- **EXCERPT TO READ**:

-*-

Although these steps do not cover the full range of vulnerabilities (some of which it would be unwise to discuss publicly), and neither they nor anything else can provide absolute assurance, in their deterrent effect and their actual functioning they would drastically reduce the major dangers, and many of them would provide ancillary benefits as well. The establishment of huge medical research centers, with every incentive and asset for successful breakthroughs, would undoubtedly bring associated benefits in medicine. If the laws of supply and demand remain unrepealed, significantly increasing the number of hospitals and their staffs to deal with worst case scenarios could not have anything but a positive impact on the economics and availability of health care. Actual control of the borders would shut down the world's largest market for the transnational trade in illegal drugs. The necessary and balanced growth of the military would give pause to any nation, rogue or otherwise, with plans or dreams of challenging the United States by force of arms, thus obviating by deterrence future conflicts that we cannot foresee, and saving the lives of many who are not yet born.

-*-

- **DATASET RECORDS**:
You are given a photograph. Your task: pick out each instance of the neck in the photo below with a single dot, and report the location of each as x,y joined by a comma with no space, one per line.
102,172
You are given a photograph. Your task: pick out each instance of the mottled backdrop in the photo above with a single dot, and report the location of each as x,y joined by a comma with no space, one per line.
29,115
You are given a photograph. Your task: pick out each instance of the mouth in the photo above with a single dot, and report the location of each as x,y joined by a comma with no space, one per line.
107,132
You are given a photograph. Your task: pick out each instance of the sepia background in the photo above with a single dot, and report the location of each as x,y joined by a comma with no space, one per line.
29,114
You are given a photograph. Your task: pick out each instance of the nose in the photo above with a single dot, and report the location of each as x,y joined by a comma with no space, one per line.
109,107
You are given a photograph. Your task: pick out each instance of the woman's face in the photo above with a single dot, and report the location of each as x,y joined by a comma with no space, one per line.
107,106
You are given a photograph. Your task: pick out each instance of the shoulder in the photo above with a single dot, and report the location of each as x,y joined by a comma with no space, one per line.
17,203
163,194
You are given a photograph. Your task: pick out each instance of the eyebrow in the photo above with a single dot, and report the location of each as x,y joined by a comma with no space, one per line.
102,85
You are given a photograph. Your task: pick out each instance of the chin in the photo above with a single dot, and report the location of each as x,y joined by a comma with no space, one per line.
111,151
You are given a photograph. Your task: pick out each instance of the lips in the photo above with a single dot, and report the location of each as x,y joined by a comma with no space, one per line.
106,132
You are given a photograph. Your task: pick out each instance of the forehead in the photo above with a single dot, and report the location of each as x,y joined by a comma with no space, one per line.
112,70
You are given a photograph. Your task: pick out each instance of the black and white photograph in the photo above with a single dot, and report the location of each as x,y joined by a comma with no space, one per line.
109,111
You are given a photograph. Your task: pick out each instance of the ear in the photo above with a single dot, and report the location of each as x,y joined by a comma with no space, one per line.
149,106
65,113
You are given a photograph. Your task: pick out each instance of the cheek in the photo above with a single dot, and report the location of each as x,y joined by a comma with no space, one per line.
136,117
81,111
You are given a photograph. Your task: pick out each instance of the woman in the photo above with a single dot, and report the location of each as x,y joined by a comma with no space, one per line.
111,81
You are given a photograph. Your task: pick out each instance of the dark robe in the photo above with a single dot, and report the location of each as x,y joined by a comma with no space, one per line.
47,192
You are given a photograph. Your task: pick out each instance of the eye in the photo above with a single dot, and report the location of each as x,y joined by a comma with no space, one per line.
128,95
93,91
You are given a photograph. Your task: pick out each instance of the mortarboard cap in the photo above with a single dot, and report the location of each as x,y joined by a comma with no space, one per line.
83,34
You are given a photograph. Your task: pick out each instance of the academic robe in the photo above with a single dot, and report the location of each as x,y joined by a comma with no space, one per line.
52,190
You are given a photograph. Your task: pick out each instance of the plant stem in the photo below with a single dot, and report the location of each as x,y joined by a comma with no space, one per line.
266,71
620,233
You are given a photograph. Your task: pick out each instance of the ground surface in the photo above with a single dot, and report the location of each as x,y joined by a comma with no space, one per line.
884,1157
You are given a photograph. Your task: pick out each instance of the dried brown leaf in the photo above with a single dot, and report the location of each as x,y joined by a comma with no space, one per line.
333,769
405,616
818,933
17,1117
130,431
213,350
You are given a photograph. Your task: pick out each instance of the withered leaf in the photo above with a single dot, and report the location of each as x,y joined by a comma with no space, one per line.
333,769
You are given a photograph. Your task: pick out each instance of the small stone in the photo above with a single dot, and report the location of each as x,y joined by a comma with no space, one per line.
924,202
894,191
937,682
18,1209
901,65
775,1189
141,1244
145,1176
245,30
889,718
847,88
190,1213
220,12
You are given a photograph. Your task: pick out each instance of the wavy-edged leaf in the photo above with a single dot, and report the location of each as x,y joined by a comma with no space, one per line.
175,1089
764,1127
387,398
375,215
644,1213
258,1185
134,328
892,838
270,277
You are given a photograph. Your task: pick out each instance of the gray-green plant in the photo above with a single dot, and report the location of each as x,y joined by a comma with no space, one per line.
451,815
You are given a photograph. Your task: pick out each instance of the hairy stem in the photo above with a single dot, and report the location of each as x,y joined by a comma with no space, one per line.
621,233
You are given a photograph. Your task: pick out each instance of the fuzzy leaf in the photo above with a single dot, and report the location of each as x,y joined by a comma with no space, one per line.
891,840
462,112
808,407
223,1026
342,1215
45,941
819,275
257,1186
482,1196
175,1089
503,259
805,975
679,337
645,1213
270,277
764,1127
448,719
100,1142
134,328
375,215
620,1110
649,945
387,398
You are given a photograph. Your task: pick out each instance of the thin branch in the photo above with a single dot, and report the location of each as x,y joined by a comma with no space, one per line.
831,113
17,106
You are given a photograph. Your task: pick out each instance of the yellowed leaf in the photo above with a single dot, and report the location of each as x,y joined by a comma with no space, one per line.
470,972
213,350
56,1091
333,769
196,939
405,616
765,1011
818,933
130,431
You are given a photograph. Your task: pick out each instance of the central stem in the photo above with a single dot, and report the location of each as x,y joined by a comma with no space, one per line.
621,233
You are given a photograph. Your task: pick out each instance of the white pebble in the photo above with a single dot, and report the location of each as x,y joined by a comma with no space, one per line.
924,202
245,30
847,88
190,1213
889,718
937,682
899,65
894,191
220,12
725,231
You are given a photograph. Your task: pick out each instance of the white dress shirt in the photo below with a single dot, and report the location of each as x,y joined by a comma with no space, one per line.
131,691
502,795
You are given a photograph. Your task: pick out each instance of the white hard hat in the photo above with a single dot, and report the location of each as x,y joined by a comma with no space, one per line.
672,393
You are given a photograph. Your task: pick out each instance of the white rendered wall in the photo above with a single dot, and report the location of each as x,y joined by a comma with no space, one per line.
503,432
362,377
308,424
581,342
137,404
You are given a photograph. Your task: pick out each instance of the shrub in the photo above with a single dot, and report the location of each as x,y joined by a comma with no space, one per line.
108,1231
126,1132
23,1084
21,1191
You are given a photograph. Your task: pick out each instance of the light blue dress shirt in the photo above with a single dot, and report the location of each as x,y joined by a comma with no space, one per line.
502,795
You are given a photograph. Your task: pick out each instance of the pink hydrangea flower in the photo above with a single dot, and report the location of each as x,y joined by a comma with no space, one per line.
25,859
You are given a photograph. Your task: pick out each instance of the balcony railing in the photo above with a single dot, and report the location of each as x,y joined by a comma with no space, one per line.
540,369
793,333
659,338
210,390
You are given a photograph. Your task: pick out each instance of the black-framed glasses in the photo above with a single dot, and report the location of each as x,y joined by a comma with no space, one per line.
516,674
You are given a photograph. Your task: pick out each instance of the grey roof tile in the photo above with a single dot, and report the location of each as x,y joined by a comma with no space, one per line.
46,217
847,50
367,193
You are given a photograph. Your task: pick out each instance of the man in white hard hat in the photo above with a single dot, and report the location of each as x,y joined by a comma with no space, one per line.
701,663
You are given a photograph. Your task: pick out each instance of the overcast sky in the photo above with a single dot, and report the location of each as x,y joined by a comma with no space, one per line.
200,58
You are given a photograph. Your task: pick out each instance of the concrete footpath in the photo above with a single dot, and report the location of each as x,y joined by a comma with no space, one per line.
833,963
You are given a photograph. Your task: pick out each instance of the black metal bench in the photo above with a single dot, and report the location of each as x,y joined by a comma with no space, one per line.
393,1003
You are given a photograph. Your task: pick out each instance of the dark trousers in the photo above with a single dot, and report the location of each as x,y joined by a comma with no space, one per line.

-*-

- **WORK REQUEST**:
In the excerpt on security measures, what would actual control of the borders shut down? The records are drawn from a separate source unrelated to the text.

- **ANSWER BOX**:
The world's largest market for the transnational trade in illegal drugs.